[Task directions]
Could you resume the blog post below about how code position 0x90 is mapped in the ISO-8859-1 and Windows-1252 files, carrying it on from its last sentence?

**** Text segment ****

In hindsight, they may have BEST FIT these files where the sun never shines

by Michael S. Kaplan, published on 2008/05/08 10:01 -04:00, original URI: http://blogs.msdn.com/b/michkap/archive/2008/05/08/8466991.aspx


Recently while paying attention to The Unicode List I was once again reminded why I don't pay more attention to The Unicode List. :-)

Specifically it was a thread started by Andreas Prilop:

I refer to
 
http://www.unicode.org/Public/MAPPINGS/ISO8859/8859-1.TXT
 http://www.unicode.org/Public/MAPPINGS/VENDORS/MICSFT/WINDOWS/CP1252.TXT

In ISO-8859-1, code position 0x90 is mapped to U+0090.
In Windows-1252, code position 0x90 is listed as "undefined".

Why are they treated differently? International Standard ISO/IEC 8859-1 does *not* define code position 0x90. So it might also be listed as "undefined".

Or, for purely practical reasons, 0x90 in Windows-1252 might also be mapped to U+0090.

This different behaviour for undefined code positions may occasionally cause trouble - please see
 
http://lists.w3.org/Archives/Public/www-validator/2008Apr/
 http://lists.w3.org/Archives/Public/www-validator/2008May/
Thread "Fallback to UTF-8".

Richard Wordingham then responded in a message that should probably could have resolved the issue (had it not been The Unicode List):

0x90 is defined in the IANA version of ISO-8859-1, which calls up the description in RFC1345.  In a web context, I believe the IANA definition should take precedence over ISO/IEC.

On the other hand, Windows-1252 might be extended again and assign a meaning to 0x90, so it is probably better not to map any Unicode codepoint to that value.

> Or, for purely practical reasons, 0x90 in Windows-1252 might
> also be mapped to U+0090.


Which is reported to be what Windows *currently* actually does.

And Unicode cool guy Ken Whistler put in some thoughts here as well:

> > Why are they treated differently?

Different theory by the maintainers of the two sets of files.

I am the most recent maintainer of record for the 8859-X mapping files posted on the Unicode website. For those I follow the consensus of the UTC that mappings for control code points in the 8859-X family of ASCII-derived encodings to/from Unicode is least problematical if 0x00 <--> U+0000, 0x01 <--> U+0001, etc. This is, in fact, the way that almost all commercial conversions handle the control code conversions for 8859-X character sets.

Since 8859-1.TXT and the other mapping tables posted on the Unicode website are intended to provide practical *mapping* guidelines for implementers, it would be pedantic in the extreme (and counterproductive) to post them up as documentation of the 8859-X standards *without* the control code mappings.

**** Stored rows ****

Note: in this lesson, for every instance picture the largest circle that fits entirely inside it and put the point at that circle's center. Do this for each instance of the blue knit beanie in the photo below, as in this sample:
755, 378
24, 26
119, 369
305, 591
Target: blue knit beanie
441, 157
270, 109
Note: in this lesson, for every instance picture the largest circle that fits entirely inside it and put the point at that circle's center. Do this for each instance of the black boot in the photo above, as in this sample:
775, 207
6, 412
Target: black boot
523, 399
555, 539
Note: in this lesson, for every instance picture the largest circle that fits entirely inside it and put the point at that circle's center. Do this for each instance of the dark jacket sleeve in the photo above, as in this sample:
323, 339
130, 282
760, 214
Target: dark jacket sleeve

****

[Task result]
The Microsoft mapping tables are contributed by and maintained by Microsoft, and follow Microsoft standards practice for table definition. 0x00..0x1F are mapped through to U+0000..U+001F, but because most Microsoft code pages contain graphic characters in the 0x80..0x9F range, those characters are mapped, but unassigned code points are simply left #UNDEFINED, as is also the case for Microsoft double-byte code pages. This allows a distinction to be made between that status and #DBCS LEAD BYTE values.

In practice, of course, when actually implmenting conversion tables from Microsoft code pages to/from Unicode, nearly all commercial implementations, including Microsoft's, map undefined values in the 0x80..0x9F range (for non-DBCS code pages) to the corresponding Unicode U+0080..U+009F control code character, rather than to U+FFFD.

> > International Standard ISO/IEC 8859-1 does *not* define
> > code position 0x90. So it might also be listed as "undefined".
>
> 0x90 is defined in the IANA version of ISO-8859-1, which calls up the
> description in RFC1345.  In a web context, I believe the IANA definition
> should take precedence over ISO/IEC.


While I agree with the conclusion that for web usage, mappings that map through control codes rather than treating them as undefined is the correct thing to do -- I do so for different reasons.

RFC 1345 is *extremely* dated. It is from 1992, and refers to prepublication versions of 10646. The first edition of 10646 wasn't even published until 1993, and at that point we are talking about a Unicode 1.1-level repertoire. The character mnemonic table in RFC 1345 is full of errors, and the mapping tables for various charsets at the end of RFC 1345 have not been updated to track the updates of the 8859 standards nor the updates in mapping practice for some charsets that resulted from extensions to 10646.

>
> On the other hand, Windows-1252 might be extended again and assign a meaning
> to 0x90, so it is probably better not to map any Unicode codepoint to that
> value.

I disagree. If you do not map U+0090 to 0x90 for Windows-1252, all you are doing in ensuring an interoperability bug both with Windows and with other commercial applications doing conversions.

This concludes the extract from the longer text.